*Prompt*. Please pull out the lines of the records below word for word, beginning with the line that contains "in red shirt" and continuing through the last line of the records.

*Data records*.
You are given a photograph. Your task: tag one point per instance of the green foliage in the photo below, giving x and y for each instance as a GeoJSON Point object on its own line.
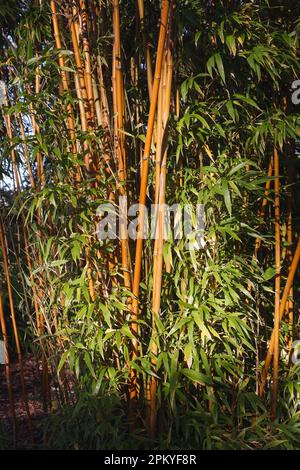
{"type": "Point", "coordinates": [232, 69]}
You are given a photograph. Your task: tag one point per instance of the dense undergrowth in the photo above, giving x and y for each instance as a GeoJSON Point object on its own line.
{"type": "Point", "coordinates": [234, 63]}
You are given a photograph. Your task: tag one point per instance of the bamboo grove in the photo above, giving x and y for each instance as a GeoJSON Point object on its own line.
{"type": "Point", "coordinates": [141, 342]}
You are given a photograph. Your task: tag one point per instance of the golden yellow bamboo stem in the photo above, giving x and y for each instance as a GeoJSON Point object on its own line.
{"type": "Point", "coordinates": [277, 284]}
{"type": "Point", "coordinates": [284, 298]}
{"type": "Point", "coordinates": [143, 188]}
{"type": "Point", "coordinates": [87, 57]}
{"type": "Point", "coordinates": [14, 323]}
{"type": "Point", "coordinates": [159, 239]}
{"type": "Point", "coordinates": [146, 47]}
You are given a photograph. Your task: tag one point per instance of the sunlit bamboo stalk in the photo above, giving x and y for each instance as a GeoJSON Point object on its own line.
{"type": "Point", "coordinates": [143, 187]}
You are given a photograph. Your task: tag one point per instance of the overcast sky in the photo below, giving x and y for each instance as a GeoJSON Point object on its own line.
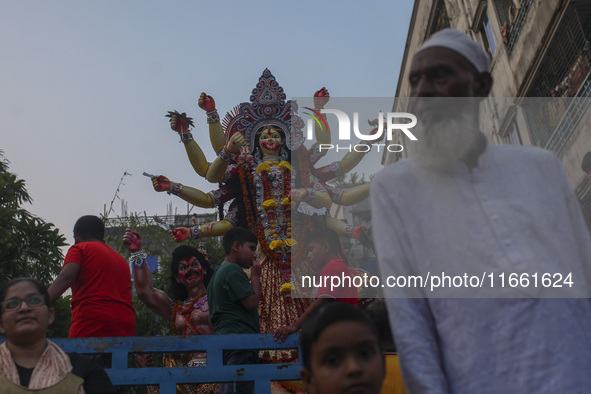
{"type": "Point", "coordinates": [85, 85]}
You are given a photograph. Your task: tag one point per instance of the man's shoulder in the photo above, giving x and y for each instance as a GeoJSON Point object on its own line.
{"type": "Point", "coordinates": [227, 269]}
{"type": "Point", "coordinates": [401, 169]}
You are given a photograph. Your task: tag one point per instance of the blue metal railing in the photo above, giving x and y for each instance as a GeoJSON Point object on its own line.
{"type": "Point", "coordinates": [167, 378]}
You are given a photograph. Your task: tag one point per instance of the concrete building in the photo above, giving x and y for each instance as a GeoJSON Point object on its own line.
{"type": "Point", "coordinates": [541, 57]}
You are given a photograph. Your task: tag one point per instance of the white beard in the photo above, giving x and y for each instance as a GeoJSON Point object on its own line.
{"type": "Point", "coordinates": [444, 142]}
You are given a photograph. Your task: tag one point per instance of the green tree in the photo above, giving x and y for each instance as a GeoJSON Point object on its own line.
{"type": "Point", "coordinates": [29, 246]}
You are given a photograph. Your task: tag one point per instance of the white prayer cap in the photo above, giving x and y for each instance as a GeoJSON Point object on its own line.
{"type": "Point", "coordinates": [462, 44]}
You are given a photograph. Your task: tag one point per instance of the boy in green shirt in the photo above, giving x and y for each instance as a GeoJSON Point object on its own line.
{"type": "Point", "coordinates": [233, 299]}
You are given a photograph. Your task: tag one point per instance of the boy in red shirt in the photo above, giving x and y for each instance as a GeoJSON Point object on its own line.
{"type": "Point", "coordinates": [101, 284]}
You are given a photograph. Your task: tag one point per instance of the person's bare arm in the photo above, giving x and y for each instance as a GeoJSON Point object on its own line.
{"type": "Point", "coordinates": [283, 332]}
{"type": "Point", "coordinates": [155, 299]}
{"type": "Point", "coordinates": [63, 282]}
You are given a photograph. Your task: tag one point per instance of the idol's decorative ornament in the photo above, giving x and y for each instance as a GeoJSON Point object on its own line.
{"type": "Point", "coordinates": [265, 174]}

*Answer to this problem*.
You are given a photograph. Your task: tag one point per instance of the boy in red shirt in the photo above, giving x and y for each instance as a GeoJSON Point object on its own line.
{"type": "Point", "coordinates": [101, 284]}
You are given a photograph. Your task: tag one point per instance of the person's bare arm in the photo above, giving x and y for each instance as a GeoJSON Point object on its own line.
{"type": "Point", "coordinates": [283, 332]}
{"type": "Point", "coordinates": [155, 299]}
{"type": "Point", "coordinates": [63, 282]}
You are given a photograph. Your task: tag one point per instance of the idol's decorative ornament in the photo above, giving x and y for each instance as a GeoJSON Point object on its own line.
{"type": "Point", "coordinates": [265, 174]}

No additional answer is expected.